_ИСТОЧНИК_
- - - -
Воспоминания о непрошедшем времени - Раиса Давыдовна Орлова-Копелева
Шрифт:
Интервал:
Закладка:
Председатель ВОКСа Кеменов в тот период дружескими и идейными отношениями был еще тесно связан с «лукачистами» — последователями венгерского философа Георга Лукача, жившего в СССР в эмиграции. С 1955–1956 гг. после кружка Петефи имя Лукача стало одним из символов международного «ревизионизма».
В 1939 году Кеменов был директором Третьяковской галереи, а М. Лифшиц его заместителем. Через год в ВОКСе собралось полным-полно «лифшицианцев» — Т. Коваленская, Н. Козюра, И. Фрадкин, А. Штейн.
Кеменов совершенно не смотрел на анкеты. Ему хотелось окружить себя людьми, которые понимали бы и воплощали бы его замыслы, чуткими слушателями, такими, кого не стыдно показывать и своим, и зарубежным мастерам культуры. Он верил нам, когда мы приводили своих друзей.
Мне довелось слышать в ВОКСе людей поистине замечательных. Слушательницей я оказалась плохой, запомнила мало. Но блистательные фейерверки ума и таланта Сергея Эйзенштейна — он постоянно приходил к нам за книгами — или Соломона Михоэлса не могли пройти уж совсем мимо.
Задолго до того, как советские читатели прочитали роман «Падение Парижа», я в 1940 году в ВОКСе слушала Эренбурга. Он четыре часа рассказывал, и передо мной возникало победоносное вступление немцев во Францию, эвакуация (не впервые ли я тогда услышала это слово?!), убитые, раненые люди, недоеные коровы…
Но больше всего я получила от своих сверстников. Многие были подобно мне весьма невежественны, и мы сообща пытались ликвидировать культурную безграмотность.
Своих я не стеснялась. Мы отчаянно — как в институтские годы — спорили, хотели понять, нас часто уводило на ложные пути.
Мы вместе одно теряли, другое постигали.
- - - -
_ПОСТАВЛЕННАЯ ЗАДАЧА_
Извлеките без изменений из воспоминаний о работе в ВОКСе отрывок, который начинается со слов «Мне довелось слышать» и продолжается вплоть до слов «уж совсем мимо.».

_ФРАГМЕНТ ДАННЫХ_
- - - -
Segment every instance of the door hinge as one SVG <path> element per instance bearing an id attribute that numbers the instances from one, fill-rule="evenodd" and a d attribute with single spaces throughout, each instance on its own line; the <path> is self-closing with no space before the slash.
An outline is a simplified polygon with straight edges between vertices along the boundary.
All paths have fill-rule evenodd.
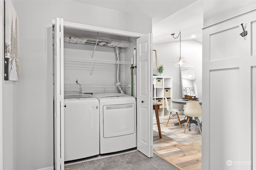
- - - -
_ОТВЕТ НИЖЕ_
Мне довелось слышать в ВОКСе людей поистине замечательных. Слушательницей я оказалась плохой, запомнила мало. Но блистательные фейерверки ума и таланта Сергея Эйзенштейна — он постоянно приходил к нам за книгами — или Соломона Михоэлса не могли пройти уж совсем мимо.